** start **
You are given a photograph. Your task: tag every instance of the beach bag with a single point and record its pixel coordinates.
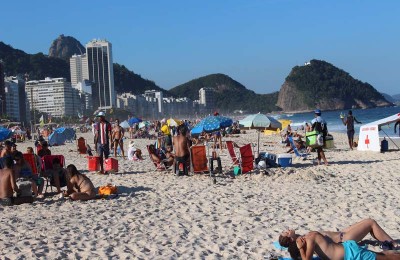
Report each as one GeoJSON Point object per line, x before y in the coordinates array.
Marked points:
{"type": "Point", "coordinates": [25, 187]}
{"type": "Point", "coordinates": [108, 190]}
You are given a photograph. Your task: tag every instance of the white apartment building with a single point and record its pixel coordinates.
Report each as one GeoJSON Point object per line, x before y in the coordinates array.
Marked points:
{"type": "Point", "coordinates": [101, 73]}
{"type": "Point", "coordinates": [54, 96]}
{"type": "Point", "coordinates": [78, 68]}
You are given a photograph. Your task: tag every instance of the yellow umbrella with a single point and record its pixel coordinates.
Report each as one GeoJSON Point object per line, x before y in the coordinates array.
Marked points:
{"type": "Point", "coordinates": [174, 122]}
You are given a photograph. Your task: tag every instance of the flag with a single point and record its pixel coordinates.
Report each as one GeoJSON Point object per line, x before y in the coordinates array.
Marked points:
{"type": "Point", "coordinates": [41, 121]}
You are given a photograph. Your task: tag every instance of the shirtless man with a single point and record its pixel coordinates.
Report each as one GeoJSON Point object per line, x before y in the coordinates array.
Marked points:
{"type": "Point", "coordinates": [117, 135]}
{"type": "Point", "coordinates": [7, 149]}
{"type": "Point", "coordinates": [181, 146]}
{"type": "Point", "coordinates": [79, 186]}
{"type": "Point", "coordinates": [7, 183]}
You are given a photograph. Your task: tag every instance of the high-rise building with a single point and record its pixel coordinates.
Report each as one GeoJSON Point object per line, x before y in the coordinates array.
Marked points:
{"type": "Point", "coordinates": [54, 96]}
{"type": "Point", "coordinates": [79, 69]}
{"type": "Point", "coordinates": [101, 73]}
{"type": "Point", "coordinates": [2, 90]}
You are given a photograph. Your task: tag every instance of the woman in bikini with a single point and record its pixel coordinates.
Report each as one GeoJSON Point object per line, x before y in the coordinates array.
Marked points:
{"type": "Point", "coordinates": [305, 246]}
{"type": "Point", "coordinates": [355, 232]}
{"type": "Point", "coordinates": [79, 186]}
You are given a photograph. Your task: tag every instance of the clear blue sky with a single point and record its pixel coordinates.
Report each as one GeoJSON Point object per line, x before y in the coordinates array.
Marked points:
{"type": "Point", "coordinates": [255, 42]}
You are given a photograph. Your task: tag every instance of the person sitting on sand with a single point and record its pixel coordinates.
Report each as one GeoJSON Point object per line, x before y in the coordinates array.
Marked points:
{"type": "Point", "coordinates": [79, 186]}
{"type": "Point", "coordinates": [22, 169]}
{"type": "Point", "coordinates": [7, 183]}
{"type": "Point", "coordinates": [355, 232]}
{"type": "Point", "coordinates": [305, 246]}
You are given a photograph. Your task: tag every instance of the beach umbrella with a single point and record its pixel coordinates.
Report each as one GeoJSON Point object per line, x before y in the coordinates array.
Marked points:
{"type": "Point", "coordinates": [213, 123]}
{"type": "Point", "coordinates": [134, 120]}
{"type": "Point", "coordinates": [174, 122]}
{"type": "Point", "coordinates": [124, 124]}
{"type": "Point", "coordinates": [4, 133]}
{"type": "Point", "coordinates": [260, 122]}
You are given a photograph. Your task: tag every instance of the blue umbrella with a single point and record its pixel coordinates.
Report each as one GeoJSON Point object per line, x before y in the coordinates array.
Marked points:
{"type": "Point", "coordinates": [4, 133]}
{"type": "Point", "coordinates": [213, 123]}
{"type": "Point", "coordinates": [134, 120]}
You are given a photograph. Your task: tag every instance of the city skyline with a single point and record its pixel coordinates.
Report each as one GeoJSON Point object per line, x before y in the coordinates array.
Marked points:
{"type": "Point", "coordinates": [256, 43]}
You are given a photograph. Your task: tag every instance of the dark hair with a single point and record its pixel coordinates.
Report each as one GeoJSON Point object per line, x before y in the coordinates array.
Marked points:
{"type": "Point", "coordinates": [294, 251]}
{"type": "Point", "coordinates": [72, 170]}
{"type": "Point", "coordinates": [8, 162]}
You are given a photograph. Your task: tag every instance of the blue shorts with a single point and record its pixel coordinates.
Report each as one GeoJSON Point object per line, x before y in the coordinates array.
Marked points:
{"type": "Point", "coordinates": [352, 251]}
{"type": "Point", "coordinates": [103, 149]}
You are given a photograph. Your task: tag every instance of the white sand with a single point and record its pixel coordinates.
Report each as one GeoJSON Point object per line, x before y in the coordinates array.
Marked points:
{"type": "Point", "coordinates": [161, 216]}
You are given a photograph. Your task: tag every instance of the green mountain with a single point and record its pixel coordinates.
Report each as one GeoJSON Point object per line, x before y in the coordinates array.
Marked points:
{"type": "Point", "coordinates": [230, 95]}
{"type": "Point", "coordinates": [319, 84]}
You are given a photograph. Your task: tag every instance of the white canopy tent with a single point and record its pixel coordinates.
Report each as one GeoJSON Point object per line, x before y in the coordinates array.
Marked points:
{"type": "Point", "coordinates": [369, 133]}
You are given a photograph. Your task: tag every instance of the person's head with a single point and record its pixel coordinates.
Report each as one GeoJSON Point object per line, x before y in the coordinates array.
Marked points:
{"type": "Point", "coordinates": [56, 162]}
{"type": "Point", "coordinates": [101, 116]}
{"type": "Point", "coordinates": [18, 158]}
{"type": "Point", "coordinates": [8, 162]}
{"type": "Point", "coordinates": [29, 150]}
{"type": "Point", "coordinates": [350, 112]}
{"type": "Point", "coordinates": [72, 171]}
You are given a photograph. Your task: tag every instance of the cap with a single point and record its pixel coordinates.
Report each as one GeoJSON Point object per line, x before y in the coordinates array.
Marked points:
{"type": "Point", "coordinates": [101, 113]}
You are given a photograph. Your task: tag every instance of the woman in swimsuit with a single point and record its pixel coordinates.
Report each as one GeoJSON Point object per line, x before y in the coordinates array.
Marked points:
{"type": "Point", "coordinates": [79, 186]}
{"type": "Point", "coordinates": [305, 246]}
{"type": "Point", "coordinates": [355, 232]}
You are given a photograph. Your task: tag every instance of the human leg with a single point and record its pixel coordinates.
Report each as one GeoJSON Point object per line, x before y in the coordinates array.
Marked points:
{"type": "Point", "coordinates": [359, 230]}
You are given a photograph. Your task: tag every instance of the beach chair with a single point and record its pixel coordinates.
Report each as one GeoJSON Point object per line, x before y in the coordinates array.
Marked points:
{"type": "Point", "coordinates": [295, 150]}
{"type": "Point", "coordinates": [81, 144]}
{"type": "Point", "coordinates": [47, 164]}
{"type": "Point", "coordinates": [199, 159]}
{"type": "Point", "coordinates": [231, 150]}
{"type": "Point", "coordinates": [31, 160]}
{"type": "Point", "coordinates": [246, 158]}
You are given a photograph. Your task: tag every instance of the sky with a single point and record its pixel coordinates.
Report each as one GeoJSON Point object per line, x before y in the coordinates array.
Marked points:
{"type": "Point", "coordinates": [255, 42]}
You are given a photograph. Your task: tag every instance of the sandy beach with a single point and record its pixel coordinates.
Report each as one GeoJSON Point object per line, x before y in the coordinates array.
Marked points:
{"type": "Point", "coordinates": [158, 215]}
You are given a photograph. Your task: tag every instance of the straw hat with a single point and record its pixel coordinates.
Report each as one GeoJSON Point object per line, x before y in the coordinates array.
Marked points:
{"type": "Point", "coordinates": [131, 144]}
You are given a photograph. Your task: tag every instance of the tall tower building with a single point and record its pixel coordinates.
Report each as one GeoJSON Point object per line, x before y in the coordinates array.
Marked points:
{"type": "Point", "coordinates": [79, 69]}
{"type": "Point", "coordinates": [101, 73]}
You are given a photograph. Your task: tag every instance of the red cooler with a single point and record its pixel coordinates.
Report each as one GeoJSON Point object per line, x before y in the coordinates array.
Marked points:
{"type": "Point", "coordinates": [111, 164]}
{"type": "Point", "coordinates": [93, 163]}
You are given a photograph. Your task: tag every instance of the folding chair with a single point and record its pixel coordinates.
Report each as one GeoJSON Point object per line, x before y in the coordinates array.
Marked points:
{"type": "Point", "coordinates": [231, 150]}
{"type": "Point", "coordinates": [295, 150]}
{"type": "Point", "coordinates": [246, 158]}
{"type": "Point", "coordinates": [199, 159]}
{"type": "Point", "coordinates": [81, 144]}
{"type": "Point", "coordinates": [47, 164]}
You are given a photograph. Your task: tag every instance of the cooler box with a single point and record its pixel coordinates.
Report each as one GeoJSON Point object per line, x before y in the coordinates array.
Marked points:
{"type": "Point", "coordinates": [111, 164]}
{"type": "Point", "coordinates": [284, 159]}
{"type": "Point", "coordinates": [93, 163]}
{"type": "Point", "coordinates": [328, 143]}
{"type": "Point", "coordinates": [311, 139]}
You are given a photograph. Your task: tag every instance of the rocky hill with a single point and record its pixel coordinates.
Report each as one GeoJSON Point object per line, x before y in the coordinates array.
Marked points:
{"type": "Point", "coordinates": [321, 85]}
{"type": "Point", "coordinates": [230, 95]}
{"type": "Point", "coordinates": [65, 46]}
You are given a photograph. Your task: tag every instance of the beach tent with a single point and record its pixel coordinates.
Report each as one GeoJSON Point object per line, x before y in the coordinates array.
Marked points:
{"type": "Point", "coordinates": [368, 139]}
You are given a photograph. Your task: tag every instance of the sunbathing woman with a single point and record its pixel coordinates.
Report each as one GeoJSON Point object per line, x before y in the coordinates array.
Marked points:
{"type": "Point", "coordinates": [79, 186]}
{"type": "Point", "coordinates": [305, 246]}
{"type": "Point", "coordinates": [355, 232]}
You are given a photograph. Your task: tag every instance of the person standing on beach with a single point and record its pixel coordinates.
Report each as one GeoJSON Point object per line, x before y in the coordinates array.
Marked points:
{"type": "Point", "coordinates": [319, 124]}
{"type": "Point", "coordinates": [349, 123]}
{"type": "Point", "coordinates": [102, 139]}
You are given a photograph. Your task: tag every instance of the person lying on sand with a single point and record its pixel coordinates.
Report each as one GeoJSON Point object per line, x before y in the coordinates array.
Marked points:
{"type": "Point", "coordinates": [355, 232]}
{"type": "Point", "coordinates": [79, 186]}
{"type": "Point", "coordinates": [305, 246]}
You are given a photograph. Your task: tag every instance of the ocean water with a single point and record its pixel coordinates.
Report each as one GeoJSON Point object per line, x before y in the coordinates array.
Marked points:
{"type": "Point", "coordinates": [335, 123]}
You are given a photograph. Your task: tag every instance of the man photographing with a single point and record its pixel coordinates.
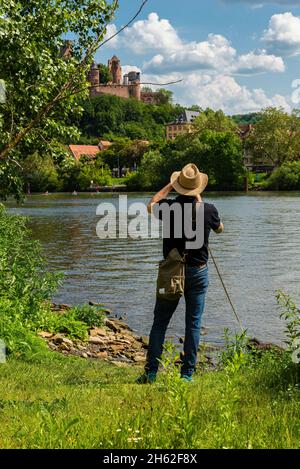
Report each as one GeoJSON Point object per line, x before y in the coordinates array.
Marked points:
{"type": "Point", "coordinates": [189, 183]}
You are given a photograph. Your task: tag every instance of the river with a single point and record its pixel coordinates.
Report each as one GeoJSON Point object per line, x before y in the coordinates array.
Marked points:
{"type": "Point", "coordinates": [257, 254]}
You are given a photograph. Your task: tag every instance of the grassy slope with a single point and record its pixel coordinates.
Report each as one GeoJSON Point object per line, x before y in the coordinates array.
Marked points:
{"type": "Point", "coordinates": [61, 402]}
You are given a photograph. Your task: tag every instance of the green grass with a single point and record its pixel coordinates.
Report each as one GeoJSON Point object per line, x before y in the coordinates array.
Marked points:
{"type": "Point", "coordinates": [62, 402]}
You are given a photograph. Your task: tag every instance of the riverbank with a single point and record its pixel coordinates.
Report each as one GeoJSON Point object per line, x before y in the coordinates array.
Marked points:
{"type": "Point", "coordinates": [57, 401]}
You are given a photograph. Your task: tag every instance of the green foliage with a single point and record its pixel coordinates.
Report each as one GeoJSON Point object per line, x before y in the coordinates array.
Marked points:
{"type": "Point", "coordinates": [233, 347]}
{"type": "Point", "coordinates": [291, 315]}
{"type": "Point", "coordinates": [217, 121]}
{"type": "Point", "coordinates": [105, 74]}
{"type": "Point", "coordinates": [179, 415]}
{"type": "Point", "coordinates": [244, 119]}
{"type": "Point", "coordinates": [286, 177]}
{"type": "Point", "coordinates": [110, 117]}
{"type": "Point", "coordinates": [275, 139]}
{"type": "Point", "coordinates": [148, 176]}
{"type": "Point", "coordinates": [40, 174]}
{"type": "Point", "coordinates": [26, 288]}
{"type": "Point", "coordinates": [25, 284]}
{"type": "Point", "coordinates": [90, 172]}
{"type": "Point", "coordinates": [34, 72]}
{"type": "Point", "coordinates": [219, 154]}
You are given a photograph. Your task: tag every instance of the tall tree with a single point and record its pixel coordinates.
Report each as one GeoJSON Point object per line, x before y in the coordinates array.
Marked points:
{"type": "Point", "coordinates": [41, 74]}
{"type": "Point", "coordinates": [275, 138]}
{"type": "Point", "coordinates": [43, 86]}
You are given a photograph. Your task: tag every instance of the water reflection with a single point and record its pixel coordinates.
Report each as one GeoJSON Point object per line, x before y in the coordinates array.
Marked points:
{"type": "Point", "coordinates": [257, 254]}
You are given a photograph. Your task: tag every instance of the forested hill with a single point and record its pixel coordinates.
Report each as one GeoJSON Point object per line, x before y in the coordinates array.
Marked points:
{"type": "Point", "coordinates": [108, 117]}
{"type": "Point", "coordinates": [243, 119]}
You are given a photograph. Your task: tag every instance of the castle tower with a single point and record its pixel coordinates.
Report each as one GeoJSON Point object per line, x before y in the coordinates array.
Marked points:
{"type": "Point", "coordinates": [134, 80]}
{"type": "Point", "coordinates": [94, 76]}
{"type": "Point", "coordinates": [115, 68]}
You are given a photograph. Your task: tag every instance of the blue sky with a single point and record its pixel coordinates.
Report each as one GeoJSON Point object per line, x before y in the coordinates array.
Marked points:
{"type": "Point", "coordinates": [237, 55]}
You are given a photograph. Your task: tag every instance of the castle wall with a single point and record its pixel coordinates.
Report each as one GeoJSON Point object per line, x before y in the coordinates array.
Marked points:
{"type": "Point", "coordinates": [117, 90]}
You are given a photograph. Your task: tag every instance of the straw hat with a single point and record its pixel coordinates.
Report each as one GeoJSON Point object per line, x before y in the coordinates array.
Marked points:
{"type": "Point", "coordinates": [189, 181]}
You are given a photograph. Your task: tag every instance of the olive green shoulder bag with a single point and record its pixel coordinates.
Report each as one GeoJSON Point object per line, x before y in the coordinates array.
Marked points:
{"type": "Point", "coordinates": [171, 276]}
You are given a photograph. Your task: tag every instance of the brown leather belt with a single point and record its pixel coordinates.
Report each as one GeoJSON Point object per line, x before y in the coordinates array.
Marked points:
{"type": "Point", "coordinates": [199, 266]}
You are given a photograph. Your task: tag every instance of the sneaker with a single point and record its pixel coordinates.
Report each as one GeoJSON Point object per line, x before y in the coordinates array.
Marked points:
{"type": "Point", "coordinates": [186, 378]}
{"type": "Point", "coordinates": [146, 378]}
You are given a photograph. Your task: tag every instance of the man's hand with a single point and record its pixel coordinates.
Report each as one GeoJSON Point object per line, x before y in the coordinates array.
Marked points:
{"type": "Point", "coordinates": [159, 196]}
{"type": "Point", "coordinates": [220, 229]}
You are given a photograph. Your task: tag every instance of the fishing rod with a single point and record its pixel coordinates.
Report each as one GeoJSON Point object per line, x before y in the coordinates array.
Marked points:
{"type": "Point", "coordinates": [225, 289]}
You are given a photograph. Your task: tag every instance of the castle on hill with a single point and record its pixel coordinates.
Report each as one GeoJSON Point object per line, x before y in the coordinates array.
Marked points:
{"type": "Point", "coordinates": [127, 86]}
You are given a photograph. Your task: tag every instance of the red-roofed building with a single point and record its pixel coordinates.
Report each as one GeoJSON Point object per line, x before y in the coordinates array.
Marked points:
{"type": "Point", "coordinates": [90, 151]}
{"type": "Point", "coordinates": [104, 144]}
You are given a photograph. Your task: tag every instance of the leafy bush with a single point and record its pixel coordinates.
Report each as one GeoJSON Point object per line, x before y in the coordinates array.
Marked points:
{"type": "Point", "coordinates": [68, 324]}
{"type": "Point", "coordinates": [286, 177]}
{"type": "Point", "coordinates": [25, 292]}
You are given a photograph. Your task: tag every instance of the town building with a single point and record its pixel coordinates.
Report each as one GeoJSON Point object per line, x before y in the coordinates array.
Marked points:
{"type": "Point", "coordinates": [127, 86]}
{"type": "Point", "coordinates": [88, 151]}
{"type": "Point", "coordinates": [183, 124]}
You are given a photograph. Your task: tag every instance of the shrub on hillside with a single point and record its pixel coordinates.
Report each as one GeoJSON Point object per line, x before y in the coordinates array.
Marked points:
{"type": "Point", "coordinates": [286, 177]}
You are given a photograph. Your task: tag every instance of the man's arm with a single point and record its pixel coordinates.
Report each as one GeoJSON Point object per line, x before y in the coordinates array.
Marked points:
{"type": "Point", "coordinates": [162, 194]}
{"type": "Point", "coordinates": [220, 229]}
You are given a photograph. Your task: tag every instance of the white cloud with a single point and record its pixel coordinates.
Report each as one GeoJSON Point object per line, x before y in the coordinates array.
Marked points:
{"type": "Point", "coordinates": [152, 34]}
{"type": "Point", "coordinates": [207, 67]}
{"type": "Point", "coordinates": [283, 34]}
{"type": "Point", "coordinates": [157, 36]}
{"type": "Point", "coordinates": [219, 92]}
{"type": "Point", "coordinates": [215, 53]}
{"type": "Point", "coordinates": [252, 63]}
{"type": "Point", "coordinates": [110, 31]}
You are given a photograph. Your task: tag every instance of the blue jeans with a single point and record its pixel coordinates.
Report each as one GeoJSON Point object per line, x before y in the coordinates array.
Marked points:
{"type": "Point", "coordinates": [196, 283]}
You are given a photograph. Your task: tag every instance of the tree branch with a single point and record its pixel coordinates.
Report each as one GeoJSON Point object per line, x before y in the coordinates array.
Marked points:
{"type": "Point", "coordinates": [46, 109]}
{"type": "Point", "coordinates": [96, 86]}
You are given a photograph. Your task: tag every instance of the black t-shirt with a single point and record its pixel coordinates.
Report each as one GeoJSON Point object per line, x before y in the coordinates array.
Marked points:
{"type": "Point", "coordinates": [211, 222]}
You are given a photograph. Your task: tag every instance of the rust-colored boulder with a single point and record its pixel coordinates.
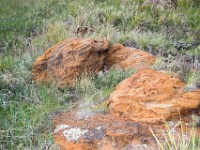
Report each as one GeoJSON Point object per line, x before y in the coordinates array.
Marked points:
{"type": "Point", "coordinates": [67, 60]}
{"type": "Point", "coordinates": [120, 57]}
{"type": "Point", "coordinates": [150, 97]}
{"type": "Point", "coordinates": [100, 132]}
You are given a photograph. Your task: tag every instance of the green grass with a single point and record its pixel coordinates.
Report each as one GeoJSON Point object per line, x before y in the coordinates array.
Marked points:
{"type": "Point", "coordinates": [29, 27]}
{"type": "Point", "coordinates": [173, 140]}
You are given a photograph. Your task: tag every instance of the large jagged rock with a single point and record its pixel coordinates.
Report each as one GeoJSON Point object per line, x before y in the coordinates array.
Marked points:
{"type": "Point", "coordinates": [120, 57]}
{"type": "Point", "coordinates": [101, 132]}
{"type": "Point", "coordinates": [150, 97]}
{"type": "Point", "coordinates": [67, 60]}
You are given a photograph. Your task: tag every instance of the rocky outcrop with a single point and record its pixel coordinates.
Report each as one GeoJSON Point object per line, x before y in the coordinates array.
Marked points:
{"type": "Point", "coordinates": [67, 60]}
{"type": "Point", "coordinates": [102, 132]}
{"type": "Point", "coordinates": [120, 57]}
{"type": "Point", "coordinates": [150, 97]}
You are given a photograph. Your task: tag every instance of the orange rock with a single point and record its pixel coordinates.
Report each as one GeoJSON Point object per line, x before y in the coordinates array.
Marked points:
{"type": "Point", "coordinates": [67, 60]}
{"type": "Point", "coordinates": [102, 132]}
{"type": "Point", "coordinates": [120, 57]}
{"type": "Point", "coordinates": [150, 97]}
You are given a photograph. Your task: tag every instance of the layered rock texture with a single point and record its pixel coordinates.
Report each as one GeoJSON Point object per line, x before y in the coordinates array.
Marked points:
{"type": "Point", "coordinates": [120, 57]}
{"type": "Point", "coordinates": [136, 107]}
{"type": "Point", "coordinates": [102, 132]}
{"type": "Point", "coordinates": [151, 97]}
{"type": "Point", "coordinates": [67, 60]}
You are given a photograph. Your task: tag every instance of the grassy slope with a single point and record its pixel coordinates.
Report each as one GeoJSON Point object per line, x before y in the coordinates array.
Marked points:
{"type": "Point", "coordinates": [29, 27]}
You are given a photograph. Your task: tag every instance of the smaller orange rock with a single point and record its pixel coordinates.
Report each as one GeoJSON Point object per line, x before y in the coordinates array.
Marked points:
{"type": "Point", "coordinates": [150, 97]}
{"type": "Point", "coordinates": [120, 57]}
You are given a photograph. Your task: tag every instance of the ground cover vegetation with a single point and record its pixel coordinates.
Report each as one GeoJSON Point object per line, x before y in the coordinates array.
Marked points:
{"type": "Point", "coordinates": [29, 27]}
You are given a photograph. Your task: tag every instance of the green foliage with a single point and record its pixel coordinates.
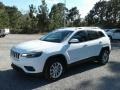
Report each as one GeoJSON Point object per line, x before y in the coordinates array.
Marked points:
{"type": "Point", "coordinates": [105, 14]}
{"type": "Point", "coordinates": [43, 19]}
{"type": "Point", "coordinates": [57, 16]}
{"type": "Point", "coordinates": [38, 20]}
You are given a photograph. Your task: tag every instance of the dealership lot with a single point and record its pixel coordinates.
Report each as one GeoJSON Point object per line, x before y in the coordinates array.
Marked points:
{"type": "Point", "coordinates": [90, 76]}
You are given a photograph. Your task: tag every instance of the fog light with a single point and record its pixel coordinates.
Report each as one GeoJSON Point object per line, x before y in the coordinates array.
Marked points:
{"type": "Point", "coordinates": [29, 68]}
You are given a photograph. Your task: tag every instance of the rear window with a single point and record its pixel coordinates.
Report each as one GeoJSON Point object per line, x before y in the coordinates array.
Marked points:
{"type": "Point", "coordinates": [100, 34]}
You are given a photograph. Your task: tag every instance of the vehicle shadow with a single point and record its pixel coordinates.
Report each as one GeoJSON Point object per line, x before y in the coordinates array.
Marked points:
{"type": "Point", "coordinates": [10, 80]}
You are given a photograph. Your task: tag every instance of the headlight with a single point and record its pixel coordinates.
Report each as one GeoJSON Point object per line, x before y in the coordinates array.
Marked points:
{"type": "Point", "coordinates": [31, 55]}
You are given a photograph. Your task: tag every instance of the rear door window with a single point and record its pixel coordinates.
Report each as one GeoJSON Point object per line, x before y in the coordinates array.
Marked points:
{"type": "Point", "coordinates": [92, 35]}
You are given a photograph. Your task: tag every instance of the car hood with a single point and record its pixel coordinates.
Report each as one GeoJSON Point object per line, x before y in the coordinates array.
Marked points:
{"type": "Point", "coordinates": [36, 45]}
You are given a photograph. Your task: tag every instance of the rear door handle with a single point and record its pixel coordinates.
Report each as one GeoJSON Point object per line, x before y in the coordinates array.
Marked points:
{"type": "Point", "coordinates": [85, 45]}
{"type": "Point", "coordinates": [100, 42]}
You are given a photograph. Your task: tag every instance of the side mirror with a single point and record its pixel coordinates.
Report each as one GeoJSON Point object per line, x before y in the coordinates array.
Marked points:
{"type": "Point", "coordinates": [73, 41]}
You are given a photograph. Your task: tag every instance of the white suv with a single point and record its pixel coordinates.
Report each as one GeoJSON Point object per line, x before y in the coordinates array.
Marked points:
{"type": "Point", "coordinates": [54, 52]}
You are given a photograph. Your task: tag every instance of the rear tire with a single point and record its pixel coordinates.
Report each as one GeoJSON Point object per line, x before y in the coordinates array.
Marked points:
{"type": "Point", "coordinates": [54, 69]}
{"type": "Point", "coordinates": [104, 57]}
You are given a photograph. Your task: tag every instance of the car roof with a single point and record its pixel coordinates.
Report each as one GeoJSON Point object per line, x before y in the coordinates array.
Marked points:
{"type": "Point", "coordinates": [79, 28]}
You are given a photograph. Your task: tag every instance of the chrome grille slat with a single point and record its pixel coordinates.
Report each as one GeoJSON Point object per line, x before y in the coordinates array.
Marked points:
{"type": "Point", "coordinates": [15, 54]}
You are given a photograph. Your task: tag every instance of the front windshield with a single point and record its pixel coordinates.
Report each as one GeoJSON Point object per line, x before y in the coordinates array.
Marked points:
{"type": "Point", "coordinates": [56, 36]}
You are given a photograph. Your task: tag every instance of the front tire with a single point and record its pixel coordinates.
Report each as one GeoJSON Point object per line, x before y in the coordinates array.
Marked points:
{"type": "Point", "coordinates": [104, 57]}
{"type": "Point", "coordinates": [54, 70]}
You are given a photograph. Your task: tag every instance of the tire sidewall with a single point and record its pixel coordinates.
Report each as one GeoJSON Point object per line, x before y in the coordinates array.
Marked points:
{"type": "Point", "coordinates": [47, 69]}
{"type": "Point", "coordinates": [101, 57]}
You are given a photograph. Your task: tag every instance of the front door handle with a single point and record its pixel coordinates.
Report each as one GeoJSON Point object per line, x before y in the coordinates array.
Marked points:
{"type": "Point", "coordinates": [85, 45]}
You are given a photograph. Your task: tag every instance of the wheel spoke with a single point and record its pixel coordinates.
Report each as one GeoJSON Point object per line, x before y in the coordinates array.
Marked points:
{"type": "Point", "coordinates": [56, 70]}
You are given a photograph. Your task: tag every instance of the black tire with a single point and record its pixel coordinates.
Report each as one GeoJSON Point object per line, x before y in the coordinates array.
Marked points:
{"type": "Point", "coordinates": [104, 57]}
{"type": "Point", "coordinates": [110, 38]}
{"type": "Point", "coordinates": [49, 67]}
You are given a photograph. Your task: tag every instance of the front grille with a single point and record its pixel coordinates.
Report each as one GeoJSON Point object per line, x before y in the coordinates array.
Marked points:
{"type": "Point", "coordinates": [15, 54]}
** end **
== Work to do ==
Write out, word for word, the line containing "the front grille" and every line after it to the end of the data above.

== Written response ==
You are given a photograph. Your task: tag every instance of the front grille with a single point and record its pixel coordinates.
Report each as one GeoJSON Point object per line, x before y in the coordinates array.
Marked points:
{"type": "Point", "coordinates": [15, 54]}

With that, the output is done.